# Start of Exercise inputs

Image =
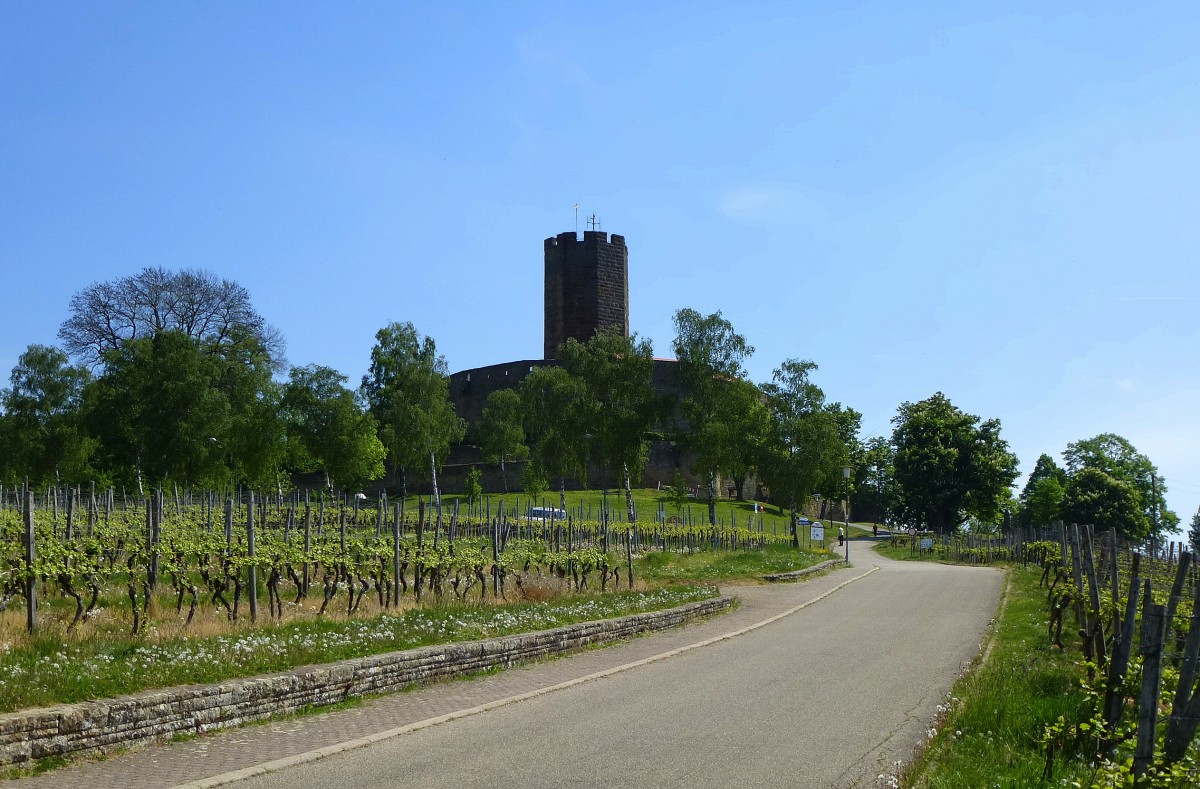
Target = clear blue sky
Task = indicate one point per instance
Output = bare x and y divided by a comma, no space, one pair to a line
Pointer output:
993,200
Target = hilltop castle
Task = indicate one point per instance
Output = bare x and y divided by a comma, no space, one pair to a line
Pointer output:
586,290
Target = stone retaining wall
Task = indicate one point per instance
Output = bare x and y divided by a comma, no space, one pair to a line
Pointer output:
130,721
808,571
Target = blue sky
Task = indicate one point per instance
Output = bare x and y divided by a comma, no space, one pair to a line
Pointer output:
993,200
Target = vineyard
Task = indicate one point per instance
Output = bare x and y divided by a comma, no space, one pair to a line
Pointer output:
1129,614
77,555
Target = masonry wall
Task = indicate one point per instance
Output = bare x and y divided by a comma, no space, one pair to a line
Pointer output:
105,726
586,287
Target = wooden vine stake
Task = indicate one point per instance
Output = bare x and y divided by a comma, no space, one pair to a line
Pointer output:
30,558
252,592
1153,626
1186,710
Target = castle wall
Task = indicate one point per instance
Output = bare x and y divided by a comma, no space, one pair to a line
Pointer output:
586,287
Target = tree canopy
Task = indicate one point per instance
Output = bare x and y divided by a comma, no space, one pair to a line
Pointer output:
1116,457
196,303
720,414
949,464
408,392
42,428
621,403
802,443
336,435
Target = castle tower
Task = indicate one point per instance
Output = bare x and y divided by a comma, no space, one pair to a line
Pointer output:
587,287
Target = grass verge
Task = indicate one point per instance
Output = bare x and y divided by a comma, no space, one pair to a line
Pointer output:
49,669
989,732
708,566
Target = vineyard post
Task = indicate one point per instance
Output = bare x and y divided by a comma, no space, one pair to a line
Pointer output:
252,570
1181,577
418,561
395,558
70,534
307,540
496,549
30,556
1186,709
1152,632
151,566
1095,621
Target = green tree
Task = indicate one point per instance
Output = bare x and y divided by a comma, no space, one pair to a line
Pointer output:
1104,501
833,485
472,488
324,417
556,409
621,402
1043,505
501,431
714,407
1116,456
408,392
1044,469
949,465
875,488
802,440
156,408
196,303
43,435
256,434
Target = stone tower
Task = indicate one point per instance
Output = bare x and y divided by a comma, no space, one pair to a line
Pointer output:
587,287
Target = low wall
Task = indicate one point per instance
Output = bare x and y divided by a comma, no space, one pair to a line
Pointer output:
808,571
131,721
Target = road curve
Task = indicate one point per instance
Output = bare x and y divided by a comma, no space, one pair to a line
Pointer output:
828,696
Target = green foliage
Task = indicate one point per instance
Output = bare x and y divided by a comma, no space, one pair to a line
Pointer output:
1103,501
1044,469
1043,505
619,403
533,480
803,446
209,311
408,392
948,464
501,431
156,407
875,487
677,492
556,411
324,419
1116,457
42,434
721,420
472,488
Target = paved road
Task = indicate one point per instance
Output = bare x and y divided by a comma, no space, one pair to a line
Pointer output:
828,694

# End of Exercise inputs

§ **Exercise task**
Produce an exact copy of the lines from the one containing "Target = stone tower" through the last line, and of nothing else.

§ **Finished answer**
Target = stone tower
Task = indicate one point per instance
Output = bare x and y divided by a comma, no space, one pair to a line
Pointer output:
587,287
Target = low wall
Task = indicate one point per instance
Output = bare x and y divided by a comma, no space, one pair to a line
Pointer output:
808,571
131,721
Target = road curve
Task = indicate one point per instance
Output = bare x and y divided by a comma, no space, one pair to a line
Pointer output:
828,696
Target = green foliage
Task = indicate one point per instance
Output = bare x and y divided by a comma, no space, one pair to a line
Pointer output:
1103,501
1044,469
1043,505
619,403
533,480
803,446
209,311
408,392
948,464
501,431
156,407
875,487
677,492
556,411
324,419
1116,457
42,434
721,420
472,488
Target = paved road
Task = indicate one point per instance
Output = bare x and y divided by a comma, no space, one pair to a line
Pointer output:
828,694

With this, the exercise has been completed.